- Exercise goal -
Go through the material below and count the lines in which the word "Target" occurs; the only output is the number.

- Records to process -
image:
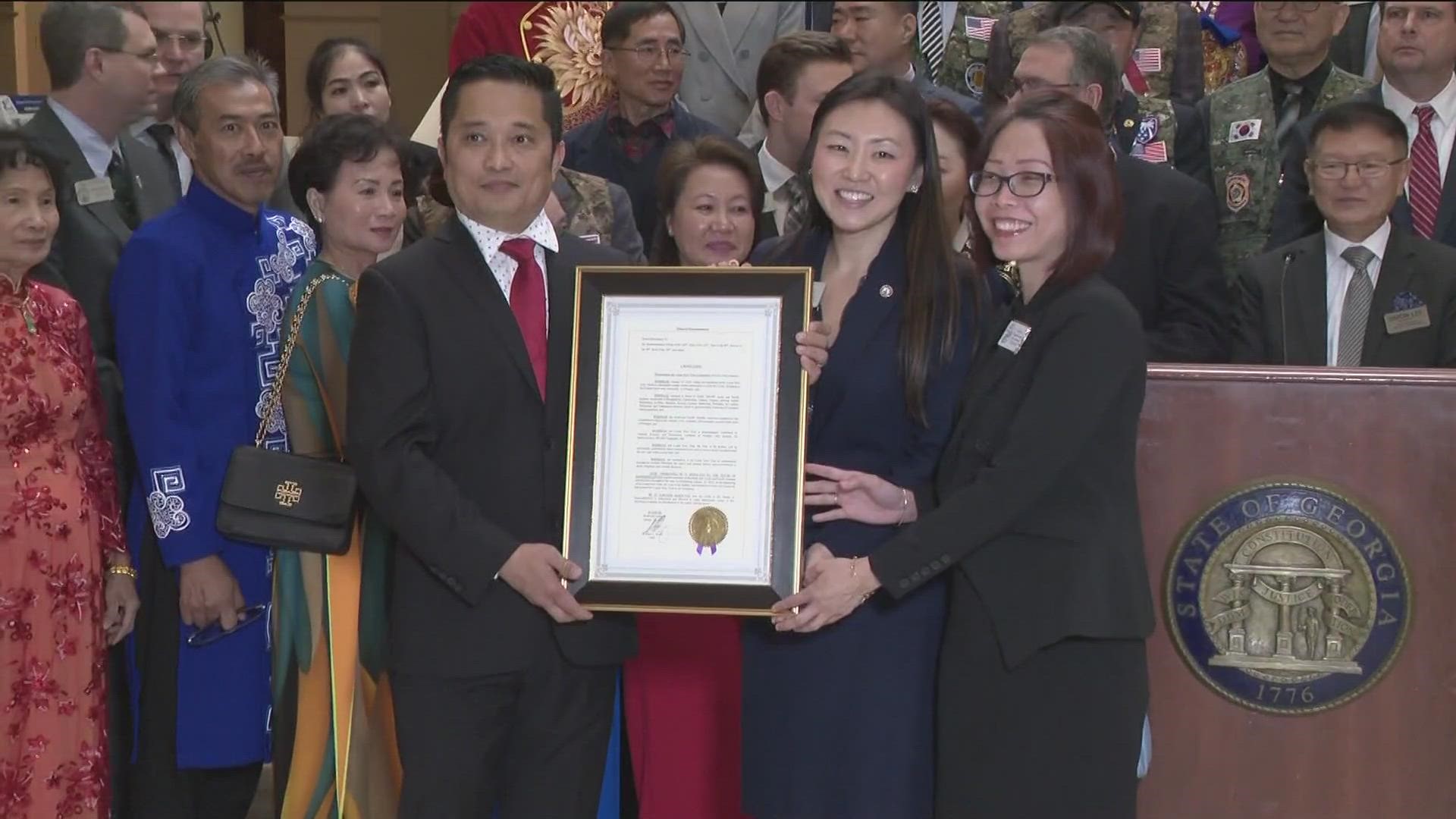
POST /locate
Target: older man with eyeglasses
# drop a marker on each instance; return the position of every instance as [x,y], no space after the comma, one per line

==

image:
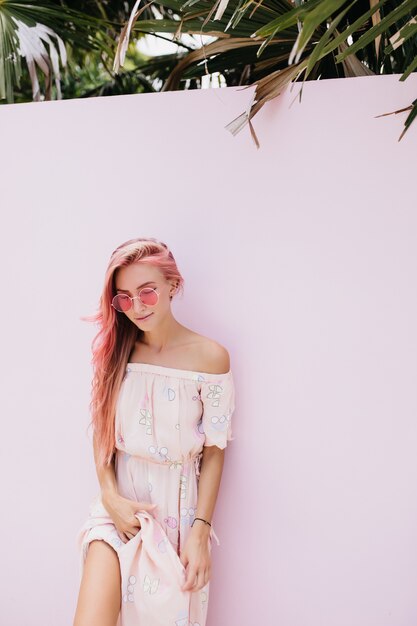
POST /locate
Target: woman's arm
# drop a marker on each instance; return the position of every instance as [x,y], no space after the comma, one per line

- Result -
2